> **PASSAGE SHOWN**
'''
How to Simulate AutoAttack

Introduction

This notebook provides a beginner friendly introduction to using auto attack on image classification as part of Test & Evaluation of a small benchmark dataset (Visdrone). AutoAttack is an ensemble or a collection of other attacks or attack configuration, which can be run in parallel. In this notebook, we learn how to instantiate the attack and deduce which attack from all is the most successful. Testing an ensemble of attacks for best performance is a crucial step in T&E.

Intended Audience: All T&E Users

Requirements: Basic Python and Torchvision / ML Skills

Notebook Runtime: Full run of the notebook: <2 minutes

Reading time: ~10 Minutes

Order of Completion: As in contents

Before you begin, you will want to make sure that you download the how-to guide’s companion Jupyter notebook. This notebook allows you to follow along in your own environment and interact with the code as you learn. The code snippets are also included in the documentation, but the notebook is provided for ease of use and to enable you to try things on your own.

Note

The How to Simulate Auto Attacks for Image Classification Companion Notebook can be downloaded via the HEART public GitHub.

Contents

  1. Imports

  2. Load Visdrone Classification Task Data and Model

  3. AutoAttack Initialization

  4. AutoAttack Evaluation

  5. Calculate Clean and Robust Accuracy

  6. Further Evaluation: Plot Samples, Best Attacks

  7. Conclusion

  8. Next Steps

Learning Objectives

  • Autoattack bundles several attacks or parameters for a different attack

  • This allows easy evalution, as the best attack (configuration) can be found

1. Imports and Set-up

We import all necessary libraries for this tutorial. In this order, we first import general libraries such as numpy, then load relevant methods from ART. We then load the corresponding HEART functionality and specific torch functions to support the model. Lastly, we use a command to plot within the notebook.
'''
> **DIRECTIVES**
(1) List every section title that the AutoAttack guide gives under its Contents heading, in order.
(2) Swap "environment" for "workspace" in the AutoAttack guide, then write out the passage starting with "Before you begin, you" and going on through "on your own.".
The lines that follow were drawn from a separate source, not from the AutoAttack guide.

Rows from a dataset
'''
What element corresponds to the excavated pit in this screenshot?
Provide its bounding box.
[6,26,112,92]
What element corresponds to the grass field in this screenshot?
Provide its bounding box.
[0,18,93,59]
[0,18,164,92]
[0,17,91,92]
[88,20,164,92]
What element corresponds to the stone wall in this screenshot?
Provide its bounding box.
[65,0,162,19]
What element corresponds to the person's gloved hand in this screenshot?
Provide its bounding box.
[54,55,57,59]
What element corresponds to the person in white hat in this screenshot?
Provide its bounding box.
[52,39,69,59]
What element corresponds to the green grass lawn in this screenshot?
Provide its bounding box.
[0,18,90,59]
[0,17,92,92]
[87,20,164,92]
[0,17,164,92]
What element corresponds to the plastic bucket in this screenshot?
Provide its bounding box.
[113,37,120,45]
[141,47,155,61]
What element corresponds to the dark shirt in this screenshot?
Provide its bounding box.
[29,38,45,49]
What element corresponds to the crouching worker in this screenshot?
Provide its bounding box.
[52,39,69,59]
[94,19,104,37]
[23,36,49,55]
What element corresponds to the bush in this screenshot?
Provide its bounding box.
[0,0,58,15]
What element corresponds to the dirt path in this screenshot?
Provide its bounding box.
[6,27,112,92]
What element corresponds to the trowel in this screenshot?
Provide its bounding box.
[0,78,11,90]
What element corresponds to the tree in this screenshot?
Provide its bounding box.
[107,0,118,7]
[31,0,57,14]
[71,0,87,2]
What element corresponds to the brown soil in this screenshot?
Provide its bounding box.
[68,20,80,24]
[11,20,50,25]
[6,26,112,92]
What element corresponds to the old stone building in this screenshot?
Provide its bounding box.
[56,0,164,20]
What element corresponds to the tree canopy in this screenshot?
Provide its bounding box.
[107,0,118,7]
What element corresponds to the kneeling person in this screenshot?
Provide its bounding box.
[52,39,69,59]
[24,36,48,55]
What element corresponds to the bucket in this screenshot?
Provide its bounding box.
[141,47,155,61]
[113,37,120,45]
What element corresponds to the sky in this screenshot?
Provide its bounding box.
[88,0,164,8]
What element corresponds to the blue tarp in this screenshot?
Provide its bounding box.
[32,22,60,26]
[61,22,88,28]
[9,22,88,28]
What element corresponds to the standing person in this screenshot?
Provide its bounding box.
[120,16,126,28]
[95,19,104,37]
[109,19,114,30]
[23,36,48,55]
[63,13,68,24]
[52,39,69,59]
'''
> **SOLUTIONS FOR EACH TASK**
(1)
1. Imports
2. Load Visdrone Classification Task Data and Model
3. AutoAttack Initialization
4. AutoAttack Evaluation
5. Calculate Clean and Robust Accuracy
6. Further Evaluation: Plot Samples, Best Attacks
7. Conclusion
8. Next Steps

(2)
Before you begin, you will want to make sure that you download the how-to guide’s companion Jupyter notebook. This notebook allows you to follow along in your own workspace and interact with the code as you learn. The code snippets are also included in the documentation, but the notebook is provided for ease of use and to enable you to try things on your own.